> **Set problem**:
Quote the lines below exactly, from the one that holds "Return the mask of every instance of the arched" through the final line of the records, and only those.

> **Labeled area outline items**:
##############################

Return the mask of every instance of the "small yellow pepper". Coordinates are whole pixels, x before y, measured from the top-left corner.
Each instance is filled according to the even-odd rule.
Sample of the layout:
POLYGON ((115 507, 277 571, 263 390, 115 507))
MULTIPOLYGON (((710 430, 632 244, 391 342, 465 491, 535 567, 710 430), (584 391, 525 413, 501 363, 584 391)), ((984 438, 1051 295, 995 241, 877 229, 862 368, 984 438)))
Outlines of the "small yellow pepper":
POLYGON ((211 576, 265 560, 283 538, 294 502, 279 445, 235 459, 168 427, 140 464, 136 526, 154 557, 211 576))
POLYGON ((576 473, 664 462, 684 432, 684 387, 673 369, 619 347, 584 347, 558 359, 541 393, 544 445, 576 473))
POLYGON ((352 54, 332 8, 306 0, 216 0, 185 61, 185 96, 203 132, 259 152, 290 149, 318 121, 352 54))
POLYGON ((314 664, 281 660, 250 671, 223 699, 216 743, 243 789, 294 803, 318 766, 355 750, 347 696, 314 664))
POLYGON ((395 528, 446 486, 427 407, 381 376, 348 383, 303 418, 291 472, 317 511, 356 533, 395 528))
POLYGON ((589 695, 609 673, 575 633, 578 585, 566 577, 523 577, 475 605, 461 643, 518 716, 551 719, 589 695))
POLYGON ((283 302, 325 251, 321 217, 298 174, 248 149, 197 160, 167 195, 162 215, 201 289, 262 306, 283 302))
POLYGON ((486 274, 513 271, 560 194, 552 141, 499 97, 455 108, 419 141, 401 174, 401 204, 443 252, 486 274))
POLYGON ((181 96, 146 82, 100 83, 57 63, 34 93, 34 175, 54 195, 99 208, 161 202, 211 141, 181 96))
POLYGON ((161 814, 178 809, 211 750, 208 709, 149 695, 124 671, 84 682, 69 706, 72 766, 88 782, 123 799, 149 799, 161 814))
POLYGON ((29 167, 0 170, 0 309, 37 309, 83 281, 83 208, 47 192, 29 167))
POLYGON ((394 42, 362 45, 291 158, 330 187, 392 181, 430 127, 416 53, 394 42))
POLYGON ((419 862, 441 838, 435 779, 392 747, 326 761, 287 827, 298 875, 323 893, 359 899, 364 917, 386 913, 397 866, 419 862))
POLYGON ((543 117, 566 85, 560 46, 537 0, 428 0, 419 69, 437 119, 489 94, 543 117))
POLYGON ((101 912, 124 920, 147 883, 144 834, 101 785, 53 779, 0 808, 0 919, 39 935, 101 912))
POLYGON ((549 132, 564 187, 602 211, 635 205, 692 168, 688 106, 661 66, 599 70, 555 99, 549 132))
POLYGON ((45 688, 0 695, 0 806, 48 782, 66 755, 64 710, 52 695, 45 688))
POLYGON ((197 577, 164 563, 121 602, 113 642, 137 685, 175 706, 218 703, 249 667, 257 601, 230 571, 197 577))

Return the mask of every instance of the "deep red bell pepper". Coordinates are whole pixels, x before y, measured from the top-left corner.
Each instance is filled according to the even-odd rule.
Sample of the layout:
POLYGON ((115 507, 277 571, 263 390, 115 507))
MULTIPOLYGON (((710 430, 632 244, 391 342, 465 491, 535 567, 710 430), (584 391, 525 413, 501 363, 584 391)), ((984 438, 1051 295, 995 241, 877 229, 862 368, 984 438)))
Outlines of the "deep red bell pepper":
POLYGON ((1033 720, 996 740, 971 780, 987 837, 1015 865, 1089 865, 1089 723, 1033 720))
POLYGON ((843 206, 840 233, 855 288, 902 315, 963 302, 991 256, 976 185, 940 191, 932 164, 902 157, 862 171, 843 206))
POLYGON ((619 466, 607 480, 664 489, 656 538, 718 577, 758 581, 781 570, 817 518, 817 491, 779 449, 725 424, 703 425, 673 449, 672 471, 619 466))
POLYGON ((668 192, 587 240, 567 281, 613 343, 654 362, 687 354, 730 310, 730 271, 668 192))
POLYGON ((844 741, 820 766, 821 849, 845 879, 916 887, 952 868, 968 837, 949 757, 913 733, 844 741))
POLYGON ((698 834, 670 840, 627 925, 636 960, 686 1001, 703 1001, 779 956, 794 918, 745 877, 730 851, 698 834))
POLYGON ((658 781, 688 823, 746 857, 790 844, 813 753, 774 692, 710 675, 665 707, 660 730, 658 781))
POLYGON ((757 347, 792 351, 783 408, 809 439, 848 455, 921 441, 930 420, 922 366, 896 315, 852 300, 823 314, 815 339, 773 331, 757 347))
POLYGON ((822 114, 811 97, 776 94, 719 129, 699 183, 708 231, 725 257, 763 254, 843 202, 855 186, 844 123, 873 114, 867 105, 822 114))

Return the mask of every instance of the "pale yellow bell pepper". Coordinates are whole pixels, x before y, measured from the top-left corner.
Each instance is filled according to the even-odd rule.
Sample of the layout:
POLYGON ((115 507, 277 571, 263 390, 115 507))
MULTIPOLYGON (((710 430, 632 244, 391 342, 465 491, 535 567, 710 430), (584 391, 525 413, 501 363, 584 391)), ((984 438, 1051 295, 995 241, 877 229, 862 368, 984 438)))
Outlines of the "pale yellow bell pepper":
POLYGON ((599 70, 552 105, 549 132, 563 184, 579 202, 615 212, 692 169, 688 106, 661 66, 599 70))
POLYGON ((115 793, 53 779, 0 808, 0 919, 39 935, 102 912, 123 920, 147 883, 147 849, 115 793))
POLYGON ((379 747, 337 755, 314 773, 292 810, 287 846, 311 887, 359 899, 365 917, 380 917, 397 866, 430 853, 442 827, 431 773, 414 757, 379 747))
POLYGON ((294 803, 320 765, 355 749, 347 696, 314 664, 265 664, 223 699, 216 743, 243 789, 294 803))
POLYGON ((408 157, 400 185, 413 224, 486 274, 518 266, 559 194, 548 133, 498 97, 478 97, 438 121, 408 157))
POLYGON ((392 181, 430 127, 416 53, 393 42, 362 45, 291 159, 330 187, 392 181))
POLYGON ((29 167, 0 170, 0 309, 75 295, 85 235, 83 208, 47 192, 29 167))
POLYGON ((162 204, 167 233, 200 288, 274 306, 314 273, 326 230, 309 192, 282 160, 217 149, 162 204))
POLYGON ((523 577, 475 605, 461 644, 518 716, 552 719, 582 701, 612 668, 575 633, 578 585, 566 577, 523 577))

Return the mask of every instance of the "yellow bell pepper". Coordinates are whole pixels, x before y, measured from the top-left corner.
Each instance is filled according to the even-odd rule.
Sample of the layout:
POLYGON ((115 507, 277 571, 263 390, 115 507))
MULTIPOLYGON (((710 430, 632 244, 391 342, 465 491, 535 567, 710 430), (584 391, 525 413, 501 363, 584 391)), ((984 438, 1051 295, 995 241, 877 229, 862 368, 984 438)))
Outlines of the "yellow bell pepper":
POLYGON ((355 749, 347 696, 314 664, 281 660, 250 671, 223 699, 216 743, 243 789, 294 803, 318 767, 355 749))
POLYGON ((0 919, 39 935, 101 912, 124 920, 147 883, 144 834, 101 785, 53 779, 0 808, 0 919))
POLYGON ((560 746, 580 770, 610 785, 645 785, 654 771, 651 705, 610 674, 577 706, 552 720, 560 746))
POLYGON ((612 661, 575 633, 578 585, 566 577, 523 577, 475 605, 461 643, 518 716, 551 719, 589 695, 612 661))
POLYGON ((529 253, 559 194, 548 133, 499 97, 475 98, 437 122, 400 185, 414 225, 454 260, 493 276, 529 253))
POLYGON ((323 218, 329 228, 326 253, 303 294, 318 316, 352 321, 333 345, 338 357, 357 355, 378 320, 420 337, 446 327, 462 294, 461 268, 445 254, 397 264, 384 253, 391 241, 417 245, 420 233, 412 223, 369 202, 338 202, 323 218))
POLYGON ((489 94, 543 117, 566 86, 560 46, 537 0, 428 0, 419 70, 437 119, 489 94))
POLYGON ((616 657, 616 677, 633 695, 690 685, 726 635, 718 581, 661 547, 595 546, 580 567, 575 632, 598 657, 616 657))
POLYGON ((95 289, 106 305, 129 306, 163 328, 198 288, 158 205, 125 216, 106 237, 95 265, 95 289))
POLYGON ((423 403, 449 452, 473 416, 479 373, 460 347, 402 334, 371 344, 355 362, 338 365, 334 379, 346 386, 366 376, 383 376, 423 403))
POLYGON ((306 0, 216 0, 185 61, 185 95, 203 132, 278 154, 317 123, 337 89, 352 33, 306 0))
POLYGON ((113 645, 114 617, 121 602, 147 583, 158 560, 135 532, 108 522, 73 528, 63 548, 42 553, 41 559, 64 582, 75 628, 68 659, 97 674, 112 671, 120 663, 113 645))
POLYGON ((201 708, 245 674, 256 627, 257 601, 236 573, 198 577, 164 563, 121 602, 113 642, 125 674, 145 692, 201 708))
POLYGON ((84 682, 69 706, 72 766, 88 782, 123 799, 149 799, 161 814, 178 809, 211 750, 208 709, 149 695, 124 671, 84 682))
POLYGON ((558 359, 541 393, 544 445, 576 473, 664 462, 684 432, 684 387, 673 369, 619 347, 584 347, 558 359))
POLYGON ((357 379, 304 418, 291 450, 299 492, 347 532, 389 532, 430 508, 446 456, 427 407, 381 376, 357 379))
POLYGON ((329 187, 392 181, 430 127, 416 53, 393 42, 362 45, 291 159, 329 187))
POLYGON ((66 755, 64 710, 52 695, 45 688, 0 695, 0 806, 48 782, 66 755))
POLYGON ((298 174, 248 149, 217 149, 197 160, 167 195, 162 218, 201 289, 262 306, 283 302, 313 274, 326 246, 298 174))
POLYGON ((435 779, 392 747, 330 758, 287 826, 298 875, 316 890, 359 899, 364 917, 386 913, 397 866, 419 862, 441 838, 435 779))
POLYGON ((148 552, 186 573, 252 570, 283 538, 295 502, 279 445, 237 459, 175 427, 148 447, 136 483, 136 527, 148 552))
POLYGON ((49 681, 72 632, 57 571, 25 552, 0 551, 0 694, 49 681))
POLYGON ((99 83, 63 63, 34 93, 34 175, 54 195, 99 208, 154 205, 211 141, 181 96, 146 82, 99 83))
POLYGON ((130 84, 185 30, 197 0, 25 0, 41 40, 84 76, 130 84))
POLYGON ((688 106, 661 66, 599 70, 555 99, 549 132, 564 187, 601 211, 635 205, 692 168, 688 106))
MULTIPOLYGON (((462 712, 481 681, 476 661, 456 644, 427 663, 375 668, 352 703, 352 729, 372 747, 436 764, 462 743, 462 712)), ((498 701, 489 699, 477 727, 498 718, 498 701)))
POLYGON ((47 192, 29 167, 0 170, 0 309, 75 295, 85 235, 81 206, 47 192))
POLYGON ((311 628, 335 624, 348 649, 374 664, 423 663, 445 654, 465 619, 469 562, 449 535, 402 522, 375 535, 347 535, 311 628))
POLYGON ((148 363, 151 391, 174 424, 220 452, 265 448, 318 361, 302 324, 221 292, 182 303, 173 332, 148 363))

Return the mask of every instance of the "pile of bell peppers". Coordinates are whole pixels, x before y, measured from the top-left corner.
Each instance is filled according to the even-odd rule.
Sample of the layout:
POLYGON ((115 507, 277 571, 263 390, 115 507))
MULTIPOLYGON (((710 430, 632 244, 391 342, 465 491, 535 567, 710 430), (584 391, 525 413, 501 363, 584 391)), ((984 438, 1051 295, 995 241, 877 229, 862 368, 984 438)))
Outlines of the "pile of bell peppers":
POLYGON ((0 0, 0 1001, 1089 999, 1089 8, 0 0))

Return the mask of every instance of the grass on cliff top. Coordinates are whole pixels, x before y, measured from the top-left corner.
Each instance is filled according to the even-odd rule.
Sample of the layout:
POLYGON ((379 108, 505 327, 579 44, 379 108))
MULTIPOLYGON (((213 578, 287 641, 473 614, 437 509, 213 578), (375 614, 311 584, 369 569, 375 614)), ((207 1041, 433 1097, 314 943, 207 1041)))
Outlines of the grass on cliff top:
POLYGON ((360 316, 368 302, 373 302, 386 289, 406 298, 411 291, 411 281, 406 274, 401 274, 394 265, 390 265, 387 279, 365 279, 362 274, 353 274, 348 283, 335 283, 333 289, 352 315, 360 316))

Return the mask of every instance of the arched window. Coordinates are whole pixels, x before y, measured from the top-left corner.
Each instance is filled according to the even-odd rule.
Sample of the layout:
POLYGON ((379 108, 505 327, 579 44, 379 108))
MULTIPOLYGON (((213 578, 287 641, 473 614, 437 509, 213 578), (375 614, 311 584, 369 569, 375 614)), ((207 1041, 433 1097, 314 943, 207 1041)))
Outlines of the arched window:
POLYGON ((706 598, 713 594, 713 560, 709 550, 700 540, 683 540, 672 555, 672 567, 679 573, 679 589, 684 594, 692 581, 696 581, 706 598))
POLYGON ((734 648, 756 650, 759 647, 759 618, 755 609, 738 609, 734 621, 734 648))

##############################

> **Written solution**:
Return the mask of every instance of the arched window. Coordinates are whole pixels, x before y, measured from the top-left corner.
Each instance is filled according to the even-odd rule.
Sample of the layout:
POLYGON ((379 108, 505 327, 579 44, 379 108))
MULTIPOLYGON (((213 578, 287 641, 473 614, 437 509, 213 578), (375 614, 311 584, 369 569, 375 614)), ((207 1041, 433 1097, 314 943, 207 1041)))
Outlines of the arched window:
POLYGON ((706 598, 713 594, 713 560, 709 550, 700 540, 683 540, 672 555, 672 567, 679 573, 679 589, 684 594, 692 581, 696 581, 706 598))
POLYGON ((734 648, 756 650, 759 647, 759 618, 755 609, 738 609, 734 621, 734 648))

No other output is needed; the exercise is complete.